Steepest-descent method algorithms are family of algorithms that use the gradient and Hessian information to search in a direction that gives the biggest reduction in the function value. The gradients is denoted by g and Hessia is denoted by H. We will first discuss the first-order methods in which only the gradient is used.

Now we consider the optimization problem

$$minF=f(x)\,\,\, for \, x\epsilon E^n$$

Taylor expansion of the above gives

$$F+\Delta F=f(x+\delta)\approx f(x)+g^T\delta+0(\delta^T\delta)$$

$$\Delta F\approx \sum^{n}_{i=1}g_i\delta_i=||g||\,||\delta||\,cos\theta$$

For any vector $$\delta,\, \Delta F$$ is maximum when $$\theta=0$$, which implies that $$\delta$$ is in the same direction as g. $$\Delta F$$ is maximum when $$\theta=\pi$$, which implies that $$\delta$$ is in the opposite direction of g or simply we can say that it is in the direction of -g. They both are defined as steepest-ascent and steepest-descent directions respectively.

The general framework of a steepest-descent algorithim is as follows:

1. Specify the initial point $$x_0$$ and the tolerance $$\epsilon$$.

Supplied information:
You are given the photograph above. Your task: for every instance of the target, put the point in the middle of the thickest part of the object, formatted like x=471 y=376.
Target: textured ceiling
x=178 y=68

Objective:
Carry the steepest-descent passage on from its last line.

Exercise output:
2. Calculate the gradient $$g_k$$ and set the Newton direction vector $$d_k=-g_k$$.

3. Minimize $$f(x_k+ad_k)$$ with respect to $$\alpha$$ to compute the increment $$\alpha_k$$.

4. Set the next point $$x_{k+1}=x_k+a_kd_k$$ and compute the next function value $$f_{k+1}=f(x_{k+1})$$.

5. If $$||a_kd_k||<\varepsilon$$, then,

a. Done. $$x^*=x_{k+1}$$ and $$f(x^*)=f_{k+1}$$.

b. Else, repeat step 2.

In step 3, $$a_k$$ can be computed by using a line search using a univariate optimization alogorithim. Alternatively, $$a_k$$ can be computed analitically.

The following code minimizes the given function using the first-order steepest-descent method.

$$f(x_1,x_2,x_3,x_4)=(x_1-4x_2)^4+12(x_3-x_4)^4+3(x_2-10x_3)^2+55(x_1-2x_4)^2$$

				
// the objective function
// the global minimizer is at x = (0,0,0,0)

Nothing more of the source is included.